> Passage:

Struct lance::dataset::Dataset

source ·
pub struct Dataset { /* private fields */ }
Expand description

Lance Dataset

Implementations§

source§

impl Dataset

source

pub async fn open(uri: &str) -> Result<Self>

Open an existing dataset.

source

pub async fn open_with_params(uri: &str, params: &ReadParams) -> Result<Self>

Open a dataset with read params.

source

pub async fn checkout(uri: &str, version: u64) -> Result<Self>

Check out a version of the dataset.

source

pub async fn checkout_with_params( uri: &str, version: u64, params: &ReadParams ) -> Result<Self>

Check out a version of the dataset with read params.

source

pub async fn checkout_version(&self, version: u64) -> Result<Self>

Check out the specified version of this dataset

source

pub async fn write( batches: impl RecordBatchReader + Send + 'static, uri: &str, params: Option<WriteParams> ) -> Result<Self>

Write to or Create a Dataset with a stream of RecordBatchs.

Returns the newly created Dataset. Or Returns Error if the dataset already exists.

source

pub async fn append( &mut self, batches: impl RecordBatchReader + Send + 'static, params: Option<WriteParams> ) -> Result<()>

Append to existing Dataset with a stream of RecordBatchs

Returns void result or Returns Error

source

pub async fn latest_manifest(&self) -> Result<Manifest>

source

pub async fn restore(&mut self, write_params: Option<WriteParams>) -> Result<()>

Restore the currently checked out version of the dataset as the latest version.

Currently, write_params is just used to get additional store params. Other options are ignored.

source

pub fn cleanup_old_versions( &self, older_than: Duration, delete_unverified: Option<bool> ) -> BoxFuture<'_, Result<RemovalStats>>

Removes old versions of the dataset from disk

This function will remove all versions of the dataset that are older than the provided timestamp. This function will not remove the current version of the dataset.

Once a version is removed it can no longer be checked out or restored. Any data unique to that version will be lost.

Arguments
  • older_than - Versions older than this will be deleted.
  • delete_unverified - If false (the default) then files will only be deleted if they are listed in at least one manifest. Otherwise these files will be kept since they cannot be distinguished from an in-progress transaction. Set to true to delete these files if you are sure there are no other in-progress dataset operations.
Returns
  • RemovalStats - Statistics about the removal operation
source

pub async fn commit( base_uri: &str, operation: Operation, read_version: Option<u64>, store_params: Option<ObjectStoreParams> ) -> Result<Self>

Commit changes to the dataset

This operation is not needed if you are using append/write/delete to manipulate the dataset. It is used to commit changes to the dataset that are made externally. For example, a bulk import tool may import large amounts of new data and write the appropriate lance files directly instead of using the write function.

This method can be used to commit this change to the dataset’s manifest. This method will not verify that the provided fragments exist and correct, that is the caller’s responsibility.

> Data entries:
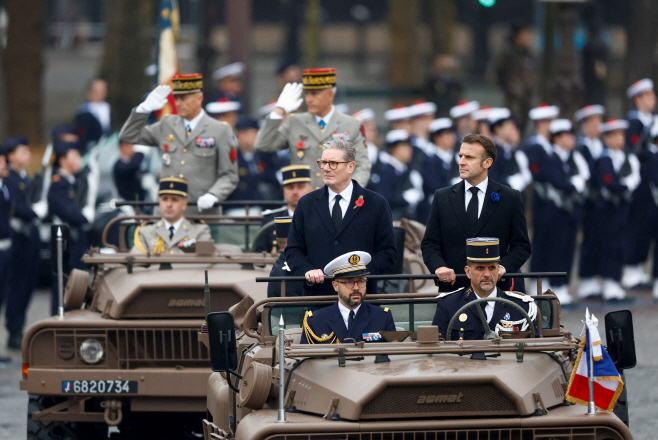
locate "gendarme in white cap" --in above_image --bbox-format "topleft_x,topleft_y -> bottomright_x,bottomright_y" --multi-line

--

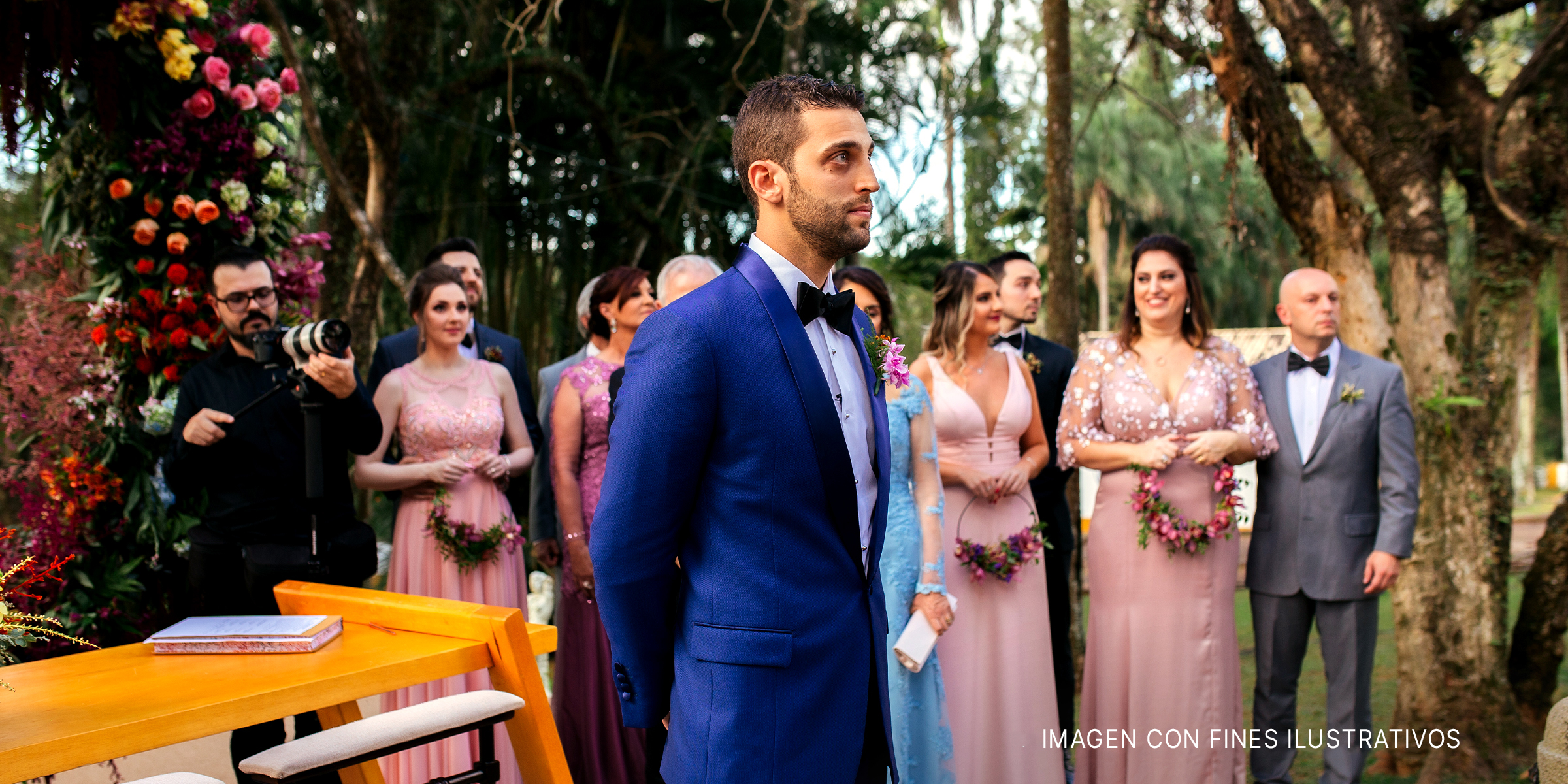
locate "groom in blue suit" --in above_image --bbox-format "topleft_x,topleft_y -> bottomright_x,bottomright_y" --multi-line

* * *

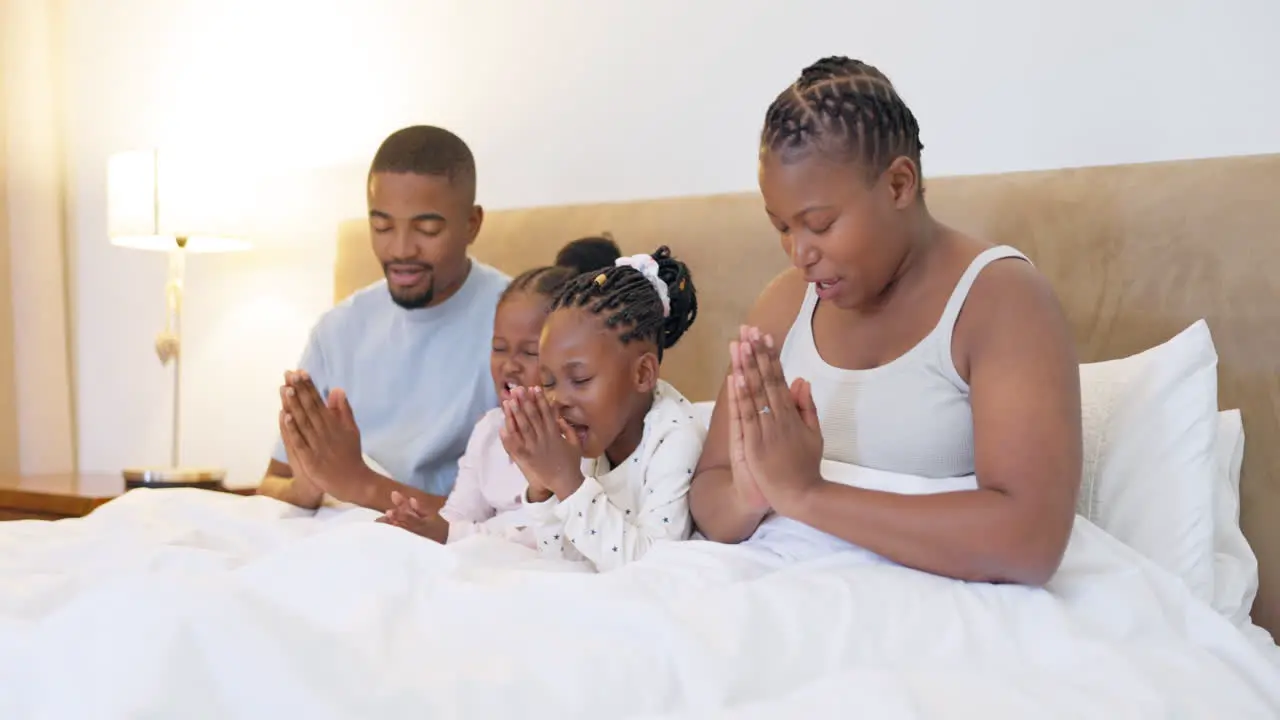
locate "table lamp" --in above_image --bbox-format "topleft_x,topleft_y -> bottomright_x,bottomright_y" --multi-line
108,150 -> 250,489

> What you need to do:
(a) Translate this sentence from the Lance Dataset documentation into Spanish: "Once a version is removed it can no longer be checked out or restored."
(b) Carry on the Lance Dataset documentation, picking up right after its final sentence.

> Answers given:
(a) Una vez que se elimina una versión, ya no se puede extraer ni restaurar.

(b)
If this commit is a change to an existing dataset then it will often need to be based on an existing version of the dataset. For example, if this change is a delete operation then the caller will have read in the existing data (at some version) to determine which fragments need to be deleted. The base version that the caller used should be supplied as the read_version parameter. Some operations (e.g. Overwrite) do not depend on a previous version and read_version can be None. An error will be returned if the read_version is needed for an operation and it is not specified.

All operations except Overwrite will fail if the dataset does not already exist.

Arguments
  • base_uri - The base URI of the dataset
  • operation - A description of the change to commit
  • read_version - The version of the dataset that this change is based on
  • store_params Parameters controlling object store access to the manifest
source

pub async fn merge( &mut self, stream: impl RecordBatchReader + Send + 'static, left_on: &str, right_on: &str ) -> Result<()>

source

pub fn scan(&self) -> Scanner

Create a Scanner to scan the dataset.

source

pub async fn count_rows(&self) -> Result<usize>

Count the number of rows in the dataset.

It offers a fast path of counting rows by just computing via metadata.

source

pub async fn take( &self, row_indices: &[u64], projection: &Schema ) -> Result<RecordBatch>

source

pub async fn take_rows( &self, row_ids: &[u64], projection: &Schema ) -> Result<RecordBatch>

Take rows by the internal ROW ids.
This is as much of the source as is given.